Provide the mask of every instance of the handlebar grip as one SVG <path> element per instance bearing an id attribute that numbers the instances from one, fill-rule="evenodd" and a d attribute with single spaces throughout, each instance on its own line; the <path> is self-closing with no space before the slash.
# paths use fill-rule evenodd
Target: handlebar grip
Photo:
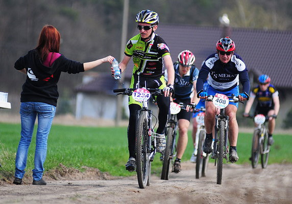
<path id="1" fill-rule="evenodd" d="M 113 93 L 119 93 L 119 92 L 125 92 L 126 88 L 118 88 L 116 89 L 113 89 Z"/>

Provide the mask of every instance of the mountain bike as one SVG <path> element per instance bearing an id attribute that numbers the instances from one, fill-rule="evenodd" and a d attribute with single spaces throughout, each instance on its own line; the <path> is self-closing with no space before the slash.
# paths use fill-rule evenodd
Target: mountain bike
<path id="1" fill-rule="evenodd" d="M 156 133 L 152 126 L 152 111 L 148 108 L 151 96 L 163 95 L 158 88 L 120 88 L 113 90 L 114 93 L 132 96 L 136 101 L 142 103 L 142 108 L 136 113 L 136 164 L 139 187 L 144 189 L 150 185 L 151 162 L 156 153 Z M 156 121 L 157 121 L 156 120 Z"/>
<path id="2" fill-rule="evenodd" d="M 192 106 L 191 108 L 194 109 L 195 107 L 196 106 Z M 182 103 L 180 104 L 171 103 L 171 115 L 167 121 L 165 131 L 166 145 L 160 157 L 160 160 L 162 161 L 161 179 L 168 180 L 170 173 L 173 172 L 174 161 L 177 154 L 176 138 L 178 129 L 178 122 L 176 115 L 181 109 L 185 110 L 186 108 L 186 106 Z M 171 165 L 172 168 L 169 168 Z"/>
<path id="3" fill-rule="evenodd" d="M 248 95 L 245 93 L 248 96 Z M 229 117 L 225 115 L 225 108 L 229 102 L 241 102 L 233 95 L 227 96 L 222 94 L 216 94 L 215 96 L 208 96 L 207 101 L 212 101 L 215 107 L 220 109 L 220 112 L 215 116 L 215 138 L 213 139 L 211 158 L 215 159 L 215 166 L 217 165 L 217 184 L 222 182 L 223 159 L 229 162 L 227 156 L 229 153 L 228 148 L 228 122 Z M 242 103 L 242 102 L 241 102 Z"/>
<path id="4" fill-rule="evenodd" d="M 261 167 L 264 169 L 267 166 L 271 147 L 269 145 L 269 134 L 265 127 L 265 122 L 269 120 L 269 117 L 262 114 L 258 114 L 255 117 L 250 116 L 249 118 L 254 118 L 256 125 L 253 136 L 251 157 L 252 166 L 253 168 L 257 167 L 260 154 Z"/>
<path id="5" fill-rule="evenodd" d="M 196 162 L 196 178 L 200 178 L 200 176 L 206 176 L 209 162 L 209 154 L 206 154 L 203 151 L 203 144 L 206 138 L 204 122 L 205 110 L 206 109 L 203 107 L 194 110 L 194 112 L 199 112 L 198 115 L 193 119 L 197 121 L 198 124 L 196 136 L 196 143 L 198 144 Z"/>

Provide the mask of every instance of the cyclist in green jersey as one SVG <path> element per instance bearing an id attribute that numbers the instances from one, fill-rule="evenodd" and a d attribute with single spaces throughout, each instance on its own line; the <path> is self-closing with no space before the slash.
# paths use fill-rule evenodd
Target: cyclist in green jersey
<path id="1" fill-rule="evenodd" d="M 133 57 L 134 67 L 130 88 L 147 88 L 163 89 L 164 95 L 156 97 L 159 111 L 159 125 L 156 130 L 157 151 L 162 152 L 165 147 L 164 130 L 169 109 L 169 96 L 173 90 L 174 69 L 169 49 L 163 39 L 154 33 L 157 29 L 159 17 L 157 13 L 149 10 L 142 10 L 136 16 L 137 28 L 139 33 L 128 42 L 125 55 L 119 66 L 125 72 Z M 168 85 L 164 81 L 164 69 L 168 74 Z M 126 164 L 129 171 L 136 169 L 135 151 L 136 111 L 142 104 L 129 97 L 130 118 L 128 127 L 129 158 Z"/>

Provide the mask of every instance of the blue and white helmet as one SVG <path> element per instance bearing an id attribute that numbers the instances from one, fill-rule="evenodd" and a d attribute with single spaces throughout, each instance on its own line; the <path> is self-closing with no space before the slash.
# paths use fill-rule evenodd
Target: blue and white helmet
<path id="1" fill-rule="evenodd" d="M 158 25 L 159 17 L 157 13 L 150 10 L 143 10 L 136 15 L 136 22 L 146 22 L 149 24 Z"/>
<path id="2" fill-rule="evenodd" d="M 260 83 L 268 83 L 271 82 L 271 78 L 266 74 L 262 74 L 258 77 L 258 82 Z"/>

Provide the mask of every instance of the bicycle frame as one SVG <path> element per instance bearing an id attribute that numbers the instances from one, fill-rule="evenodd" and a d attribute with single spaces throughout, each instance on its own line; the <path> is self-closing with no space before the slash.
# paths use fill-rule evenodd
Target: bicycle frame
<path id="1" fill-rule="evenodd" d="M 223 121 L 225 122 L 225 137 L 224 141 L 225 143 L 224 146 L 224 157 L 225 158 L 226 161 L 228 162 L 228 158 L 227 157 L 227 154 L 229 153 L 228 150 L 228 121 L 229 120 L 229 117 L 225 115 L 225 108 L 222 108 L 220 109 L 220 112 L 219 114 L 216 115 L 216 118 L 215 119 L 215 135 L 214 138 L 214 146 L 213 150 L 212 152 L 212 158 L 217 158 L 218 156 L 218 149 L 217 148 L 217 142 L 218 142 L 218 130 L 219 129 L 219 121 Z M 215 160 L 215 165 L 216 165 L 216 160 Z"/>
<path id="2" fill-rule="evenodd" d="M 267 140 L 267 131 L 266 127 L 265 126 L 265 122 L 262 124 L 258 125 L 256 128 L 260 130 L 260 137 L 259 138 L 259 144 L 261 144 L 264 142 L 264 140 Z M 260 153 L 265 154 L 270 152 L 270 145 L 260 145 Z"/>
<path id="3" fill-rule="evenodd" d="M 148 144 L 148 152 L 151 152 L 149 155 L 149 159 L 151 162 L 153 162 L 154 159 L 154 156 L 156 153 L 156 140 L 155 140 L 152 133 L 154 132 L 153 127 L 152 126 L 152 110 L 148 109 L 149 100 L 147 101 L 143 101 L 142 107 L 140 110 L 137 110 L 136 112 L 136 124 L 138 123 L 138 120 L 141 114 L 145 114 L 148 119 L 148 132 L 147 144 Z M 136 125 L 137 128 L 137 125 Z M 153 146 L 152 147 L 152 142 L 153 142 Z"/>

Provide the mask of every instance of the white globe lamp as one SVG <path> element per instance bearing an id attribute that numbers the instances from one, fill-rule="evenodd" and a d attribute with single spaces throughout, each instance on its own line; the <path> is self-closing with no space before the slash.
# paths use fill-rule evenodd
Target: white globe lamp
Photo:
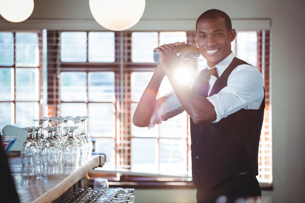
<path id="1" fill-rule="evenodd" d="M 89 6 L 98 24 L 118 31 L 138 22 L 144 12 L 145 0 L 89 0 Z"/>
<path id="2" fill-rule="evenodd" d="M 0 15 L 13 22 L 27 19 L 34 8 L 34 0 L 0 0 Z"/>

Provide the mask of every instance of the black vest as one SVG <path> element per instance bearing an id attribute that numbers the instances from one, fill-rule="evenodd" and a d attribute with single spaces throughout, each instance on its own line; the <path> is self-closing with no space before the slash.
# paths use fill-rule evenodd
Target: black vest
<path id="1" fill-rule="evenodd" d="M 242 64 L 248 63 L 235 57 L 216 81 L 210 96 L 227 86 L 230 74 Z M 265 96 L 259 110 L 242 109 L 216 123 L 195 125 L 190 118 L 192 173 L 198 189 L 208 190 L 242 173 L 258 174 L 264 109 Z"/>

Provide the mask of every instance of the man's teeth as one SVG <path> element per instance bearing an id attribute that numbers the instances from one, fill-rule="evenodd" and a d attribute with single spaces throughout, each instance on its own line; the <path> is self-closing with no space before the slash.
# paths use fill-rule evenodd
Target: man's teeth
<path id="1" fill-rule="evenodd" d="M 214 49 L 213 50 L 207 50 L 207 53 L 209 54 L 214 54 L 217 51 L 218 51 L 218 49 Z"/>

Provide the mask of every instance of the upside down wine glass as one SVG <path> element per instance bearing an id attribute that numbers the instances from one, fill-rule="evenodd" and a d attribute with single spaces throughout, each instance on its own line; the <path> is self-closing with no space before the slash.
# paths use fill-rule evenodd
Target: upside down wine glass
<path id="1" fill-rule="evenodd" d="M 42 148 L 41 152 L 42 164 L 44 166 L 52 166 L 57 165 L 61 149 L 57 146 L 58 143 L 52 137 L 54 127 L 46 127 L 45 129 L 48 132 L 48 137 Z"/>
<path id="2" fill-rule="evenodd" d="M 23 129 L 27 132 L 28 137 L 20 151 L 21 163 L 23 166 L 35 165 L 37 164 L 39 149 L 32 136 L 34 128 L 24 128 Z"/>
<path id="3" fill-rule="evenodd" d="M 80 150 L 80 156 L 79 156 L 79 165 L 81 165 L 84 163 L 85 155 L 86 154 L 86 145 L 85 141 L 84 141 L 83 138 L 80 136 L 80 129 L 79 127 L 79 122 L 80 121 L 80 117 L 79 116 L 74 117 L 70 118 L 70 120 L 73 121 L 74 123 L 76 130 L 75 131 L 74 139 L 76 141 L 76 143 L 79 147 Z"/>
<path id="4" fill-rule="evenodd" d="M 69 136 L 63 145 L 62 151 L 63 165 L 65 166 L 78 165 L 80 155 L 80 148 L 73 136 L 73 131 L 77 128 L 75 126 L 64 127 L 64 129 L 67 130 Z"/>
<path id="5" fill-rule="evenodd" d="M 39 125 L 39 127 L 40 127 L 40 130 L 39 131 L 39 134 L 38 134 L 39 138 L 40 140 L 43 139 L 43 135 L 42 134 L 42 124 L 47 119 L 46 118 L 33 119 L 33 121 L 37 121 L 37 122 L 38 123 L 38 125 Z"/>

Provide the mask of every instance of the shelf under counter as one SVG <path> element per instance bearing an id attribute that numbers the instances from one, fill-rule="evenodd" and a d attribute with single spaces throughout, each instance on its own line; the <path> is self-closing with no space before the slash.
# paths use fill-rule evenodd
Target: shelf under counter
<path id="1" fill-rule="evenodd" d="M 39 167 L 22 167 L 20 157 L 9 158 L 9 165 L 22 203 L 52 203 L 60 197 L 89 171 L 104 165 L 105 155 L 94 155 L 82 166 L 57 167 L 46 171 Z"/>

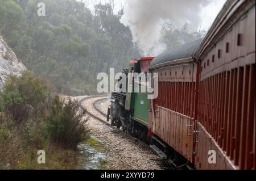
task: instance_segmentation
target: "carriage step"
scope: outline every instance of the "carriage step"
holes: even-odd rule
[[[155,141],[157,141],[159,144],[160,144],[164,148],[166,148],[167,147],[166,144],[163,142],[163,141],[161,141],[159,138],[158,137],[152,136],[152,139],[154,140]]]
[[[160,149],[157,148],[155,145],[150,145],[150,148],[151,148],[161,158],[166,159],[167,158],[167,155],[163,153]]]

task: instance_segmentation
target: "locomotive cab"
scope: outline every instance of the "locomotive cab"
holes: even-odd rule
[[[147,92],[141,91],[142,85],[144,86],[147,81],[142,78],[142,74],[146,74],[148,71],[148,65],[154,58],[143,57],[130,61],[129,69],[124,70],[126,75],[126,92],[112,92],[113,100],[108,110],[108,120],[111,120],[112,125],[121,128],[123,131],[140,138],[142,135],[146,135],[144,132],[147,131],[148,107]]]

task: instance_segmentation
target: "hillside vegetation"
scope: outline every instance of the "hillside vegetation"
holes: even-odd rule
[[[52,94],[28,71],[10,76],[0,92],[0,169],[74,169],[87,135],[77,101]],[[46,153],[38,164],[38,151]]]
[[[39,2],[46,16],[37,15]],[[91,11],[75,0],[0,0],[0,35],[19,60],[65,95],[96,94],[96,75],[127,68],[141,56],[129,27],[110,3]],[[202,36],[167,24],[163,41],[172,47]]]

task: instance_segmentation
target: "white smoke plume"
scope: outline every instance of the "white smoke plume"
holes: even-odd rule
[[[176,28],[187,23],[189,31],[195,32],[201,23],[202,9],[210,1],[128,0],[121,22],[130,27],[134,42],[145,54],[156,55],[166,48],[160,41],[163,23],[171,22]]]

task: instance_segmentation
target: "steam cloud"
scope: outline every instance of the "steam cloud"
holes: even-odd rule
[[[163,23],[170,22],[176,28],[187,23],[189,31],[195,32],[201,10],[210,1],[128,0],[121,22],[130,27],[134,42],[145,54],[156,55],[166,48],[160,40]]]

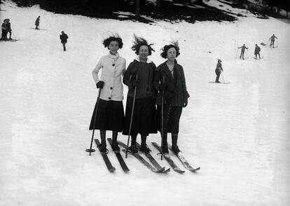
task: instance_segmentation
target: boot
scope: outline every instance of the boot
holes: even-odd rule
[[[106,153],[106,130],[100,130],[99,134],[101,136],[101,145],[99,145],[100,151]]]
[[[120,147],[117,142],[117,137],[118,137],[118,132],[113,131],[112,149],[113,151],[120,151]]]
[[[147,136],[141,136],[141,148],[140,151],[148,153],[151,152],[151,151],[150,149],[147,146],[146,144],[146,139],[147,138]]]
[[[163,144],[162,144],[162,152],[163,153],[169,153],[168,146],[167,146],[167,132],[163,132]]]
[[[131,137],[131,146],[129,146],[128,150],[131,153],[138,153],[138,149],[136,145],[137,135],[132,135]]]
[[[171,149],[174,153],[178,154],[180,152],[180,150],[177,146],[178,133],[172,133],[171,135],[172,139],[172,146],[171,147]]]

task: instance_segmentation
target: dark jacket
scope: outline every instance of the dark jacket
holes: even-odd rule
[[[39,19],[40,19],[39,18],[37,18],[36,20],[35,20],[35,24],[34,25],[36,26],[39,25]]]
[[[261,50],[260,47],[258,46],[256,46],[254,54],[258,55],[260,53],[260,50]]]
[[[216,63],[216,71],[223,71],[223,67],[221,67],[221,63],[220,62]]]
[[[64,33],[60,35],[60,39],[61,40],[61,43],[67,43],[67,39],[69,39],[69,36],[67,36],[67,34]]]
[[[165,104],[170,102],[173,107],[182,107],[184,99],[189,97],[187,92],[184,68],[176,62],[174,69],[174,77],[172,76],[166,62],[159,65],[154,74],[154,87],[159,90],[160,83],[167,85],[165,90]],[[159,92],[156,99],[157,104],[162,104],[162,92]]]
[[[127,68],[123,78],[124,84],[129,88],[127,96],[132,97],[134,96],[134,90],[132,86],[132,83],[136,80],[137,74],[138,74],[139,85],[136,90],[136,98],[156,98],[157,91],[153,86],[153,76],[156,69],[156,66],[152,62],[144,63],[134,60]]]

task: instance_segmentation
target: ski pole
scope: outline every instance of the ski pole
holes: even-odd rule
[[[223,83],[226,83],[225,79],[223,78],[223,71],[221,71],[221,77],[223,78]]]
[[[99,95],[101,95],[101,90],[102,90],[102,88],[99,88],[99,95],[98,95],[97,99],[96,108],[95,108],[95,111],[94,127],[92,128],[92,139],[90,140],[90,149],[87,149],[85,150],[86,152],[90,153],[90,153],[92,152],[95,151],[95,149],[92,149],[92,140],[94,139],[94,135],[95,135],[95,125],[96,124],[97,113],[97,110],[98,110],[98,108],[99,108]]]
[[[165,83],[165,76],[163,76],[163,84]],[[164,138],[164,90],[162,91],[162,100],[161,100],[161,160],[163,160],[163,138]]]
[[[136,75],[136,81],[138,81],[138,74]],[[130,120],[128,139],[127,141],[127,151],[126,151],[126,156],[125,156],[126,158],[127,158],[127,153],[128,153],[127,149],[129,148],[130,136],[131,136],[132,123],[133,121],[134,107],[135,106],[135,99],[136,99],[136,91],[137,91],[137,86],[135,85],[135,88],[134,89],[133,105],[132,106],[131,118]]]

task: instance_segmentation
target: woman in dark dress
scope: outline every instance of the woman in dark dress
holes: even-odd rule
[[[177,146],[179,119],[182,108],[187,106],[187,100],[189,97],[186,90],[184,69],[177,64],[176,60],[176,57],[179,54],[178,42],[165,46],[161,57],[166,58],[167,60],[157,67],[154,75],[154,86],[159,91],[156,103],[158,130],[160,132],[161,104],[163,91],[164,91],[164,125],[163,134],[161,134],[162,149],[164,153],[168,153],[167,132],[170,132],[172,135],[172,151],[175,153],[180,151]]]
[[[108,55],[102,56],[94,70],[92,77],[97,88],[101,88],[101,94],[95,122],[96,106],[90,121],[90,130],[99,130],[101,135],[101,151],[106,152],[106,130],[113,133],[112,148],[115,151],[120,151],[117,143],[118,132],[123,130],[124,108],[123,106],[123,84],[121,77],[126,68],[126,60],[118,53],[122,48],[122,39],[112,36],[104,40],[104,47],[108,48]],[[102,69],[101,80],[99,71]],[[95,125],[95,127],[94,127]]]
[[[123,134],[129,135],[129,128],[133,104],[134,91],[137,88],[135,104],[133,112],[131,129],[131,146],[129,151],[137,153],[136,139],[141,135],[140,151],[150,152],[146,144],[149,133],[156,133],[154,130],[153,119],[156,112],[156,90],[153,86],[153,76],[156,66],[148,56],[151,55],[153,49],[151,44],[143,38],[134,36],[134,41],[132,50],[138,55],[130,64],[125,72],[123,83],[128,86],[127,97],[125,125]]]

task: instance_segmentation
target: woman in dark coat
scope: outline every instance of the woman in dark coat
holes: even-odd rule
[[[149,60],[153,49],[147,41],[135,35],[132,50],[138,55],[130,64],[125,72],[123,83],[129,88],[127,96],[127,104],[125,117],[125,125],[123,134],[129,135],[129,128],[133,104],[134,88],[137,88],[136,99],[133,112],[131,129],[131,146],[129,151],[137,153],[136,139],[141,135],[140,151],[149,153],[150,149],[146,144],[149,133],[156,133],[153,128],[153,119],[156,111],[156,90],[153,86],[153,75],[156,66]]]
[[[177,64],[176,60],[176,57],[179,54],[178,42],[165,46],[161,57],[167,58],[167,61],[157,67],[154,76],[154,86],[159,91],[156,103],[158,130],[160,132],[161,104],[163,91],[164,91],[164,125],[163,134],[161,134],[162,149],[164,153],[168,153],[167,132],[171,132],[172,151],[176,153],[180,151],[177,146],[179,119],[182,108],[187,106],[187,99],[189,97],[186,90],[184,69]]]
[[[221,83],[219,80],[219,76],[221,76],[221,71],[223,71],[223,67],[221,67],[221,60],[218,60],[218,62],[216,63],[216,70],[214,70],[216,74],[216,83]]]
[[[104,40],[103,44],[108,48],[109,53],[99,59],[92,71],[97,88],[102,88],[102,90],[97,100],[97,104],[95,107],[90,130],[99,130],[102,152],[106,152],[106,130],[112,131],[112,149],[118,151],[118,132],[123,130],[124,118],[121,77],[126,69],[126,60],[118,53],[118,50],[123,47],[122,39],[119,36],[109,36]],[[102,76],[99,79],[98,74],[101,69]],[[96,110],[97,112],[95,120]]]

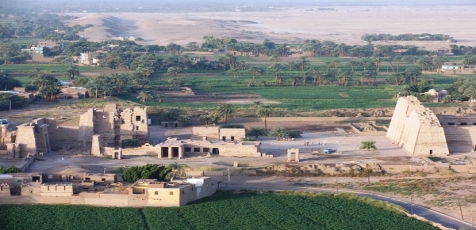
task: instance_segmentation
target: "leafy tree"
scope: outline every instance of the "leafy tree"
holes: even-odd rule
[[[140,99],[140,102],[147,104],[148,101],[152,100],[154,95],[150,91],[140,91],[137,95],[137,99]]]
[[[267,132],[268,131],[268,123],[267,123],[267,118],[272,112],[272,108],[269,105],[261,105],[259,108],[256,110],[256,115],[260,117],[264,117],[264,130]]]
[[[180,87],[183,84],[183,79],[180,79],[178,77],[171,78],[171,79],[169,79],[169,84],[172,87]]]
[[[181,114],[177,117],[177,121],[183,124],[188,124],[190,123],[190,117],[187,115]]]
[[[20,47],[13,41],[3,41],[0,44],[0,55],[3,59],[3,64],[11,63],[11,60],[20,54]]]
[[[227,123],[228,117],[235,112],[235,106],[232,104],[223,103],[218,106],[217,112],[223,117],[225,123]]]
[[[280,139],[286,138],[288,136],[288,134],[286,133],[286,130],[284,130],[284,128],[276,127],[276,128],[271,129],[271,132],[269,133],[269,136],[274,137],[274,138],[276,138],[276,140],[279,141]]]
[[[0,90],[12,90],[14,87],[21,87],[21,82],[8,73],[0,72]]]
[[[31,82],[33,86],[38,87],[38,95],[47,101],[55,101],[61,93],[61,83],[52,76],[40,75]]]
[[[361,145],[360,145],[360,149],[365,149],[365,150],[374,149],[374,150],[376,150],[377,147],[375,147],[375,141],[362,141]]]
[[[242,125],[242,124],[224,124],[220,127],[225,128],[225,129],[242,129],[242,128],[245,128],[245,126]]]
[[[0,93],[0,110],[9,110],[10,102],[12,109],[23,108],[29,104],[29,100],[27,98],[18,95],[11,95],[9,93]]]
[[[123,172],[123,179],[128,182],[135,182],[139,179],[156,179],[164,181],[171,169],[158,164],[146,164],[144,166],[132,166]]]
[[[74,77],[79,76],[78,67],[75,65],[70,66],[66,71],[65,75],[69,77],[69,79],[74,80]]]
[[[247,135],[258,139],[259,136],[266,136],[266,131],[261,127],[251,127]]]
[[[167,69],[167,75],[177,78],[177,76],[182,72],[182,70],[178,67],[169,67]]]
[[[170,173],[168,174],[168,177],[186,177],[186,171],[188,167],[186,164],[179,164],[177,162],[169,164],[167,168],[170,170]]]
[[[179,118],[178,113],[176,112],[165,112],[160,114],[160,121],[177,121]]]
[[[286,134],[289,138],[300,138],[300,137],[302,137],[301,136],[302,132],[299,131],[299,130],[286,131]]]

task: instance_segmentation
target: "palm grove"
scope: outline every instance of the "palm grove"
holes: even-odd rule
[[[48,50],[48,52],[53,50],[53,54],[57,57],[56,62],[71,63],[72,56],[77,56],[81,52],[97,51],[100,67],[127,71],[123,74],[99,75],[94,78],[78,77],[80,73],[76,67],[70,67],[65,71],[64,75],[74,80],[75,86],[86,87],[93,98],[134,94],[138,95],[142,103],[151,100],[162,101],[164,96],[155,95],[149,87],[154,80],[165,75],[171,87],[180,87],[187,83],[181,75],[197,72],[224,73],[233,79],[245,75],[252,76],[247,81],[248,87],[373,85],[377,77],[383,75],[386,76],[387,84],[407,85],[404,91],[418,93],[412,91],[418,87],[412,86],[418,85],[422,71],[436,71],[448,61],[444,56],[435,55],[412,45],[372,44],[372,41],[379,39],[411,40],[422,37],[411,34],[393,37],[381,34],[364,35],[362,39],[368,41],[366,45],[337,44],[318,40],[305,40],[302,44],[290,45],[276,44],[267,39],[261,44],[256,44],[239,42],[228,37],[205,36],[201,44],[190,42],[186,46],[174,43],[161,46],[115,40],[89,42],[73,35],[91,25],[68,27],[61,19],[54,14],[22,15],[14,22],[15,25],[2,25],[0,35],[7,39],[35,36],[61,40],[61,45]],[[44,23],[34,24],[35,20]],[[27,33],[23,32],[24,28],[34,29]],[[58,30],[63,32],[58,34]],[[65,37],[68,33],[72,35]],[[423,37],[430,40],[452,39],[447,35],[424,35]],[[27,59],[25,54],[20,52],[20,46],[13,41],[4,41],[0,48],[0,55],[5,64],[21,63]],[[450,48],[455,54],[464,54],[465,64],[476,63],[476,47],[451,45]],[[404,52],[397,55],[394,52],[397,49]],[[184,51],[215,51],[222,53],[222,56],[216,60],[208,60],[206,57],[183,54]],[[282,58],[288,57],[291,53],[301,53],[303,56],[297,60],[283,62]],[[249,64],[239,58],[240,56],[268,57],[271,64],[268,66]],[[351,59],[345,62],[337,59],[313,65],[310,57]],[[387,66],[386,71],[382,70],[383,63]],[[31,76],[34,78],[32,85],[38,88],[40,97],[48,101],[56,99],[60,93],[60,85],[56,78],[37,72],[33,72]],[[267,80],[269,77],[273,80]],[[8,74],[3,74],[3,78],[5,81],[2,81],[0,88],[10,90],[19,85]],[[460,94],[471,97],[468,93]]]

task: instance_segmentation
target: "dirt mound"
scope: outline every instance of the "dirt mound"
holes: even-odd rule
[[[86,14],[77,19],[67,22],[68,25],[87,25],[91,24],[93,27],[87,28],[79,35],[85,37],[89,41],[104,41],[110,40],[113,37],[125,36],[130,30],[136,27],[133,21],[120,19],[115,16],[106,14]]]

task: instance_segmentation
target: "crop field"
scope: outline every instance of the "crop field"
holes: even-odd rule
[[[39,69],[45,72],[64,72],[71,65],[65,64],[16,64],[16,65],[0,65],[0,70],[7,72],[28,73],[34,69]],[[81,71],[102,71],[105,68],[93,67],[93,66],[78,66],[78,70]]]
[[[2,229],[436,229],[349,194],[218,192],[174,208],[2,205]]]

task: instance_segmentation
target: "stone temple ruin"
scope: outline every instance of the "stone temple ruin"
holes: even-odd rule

- - - - -

## Exercise aim
Recast the material from its start through the line containing "113 93 L 119" as a Markdown table with the columns Row and Line, one row per line with blank lines skipped. Leave the picture out of the answer.

## Solution for this exercise
| Row | Line |
|---|---|
| 1 | Provide the mask of every instance of the handlebar grip as one SVG <path> element per instance bearing an id attribute that numbers the instances from one, fill-rule="evenodd" and a d attribute with single spaces throughout, each instance on its own line; the <path> is self-closing with no space before the slash. |
| 2 | # paths use fill-rule evenodd |
| 3 | Target: handlebar grip |
| 4 | Photo: |
| 5 | <path id="1" fill-rule="evenodd" d="M 113 93 L 119 93 L 119 92 L 125 92 L 126 88 L 118 88 L 116 89 L 113 89 Z"/> |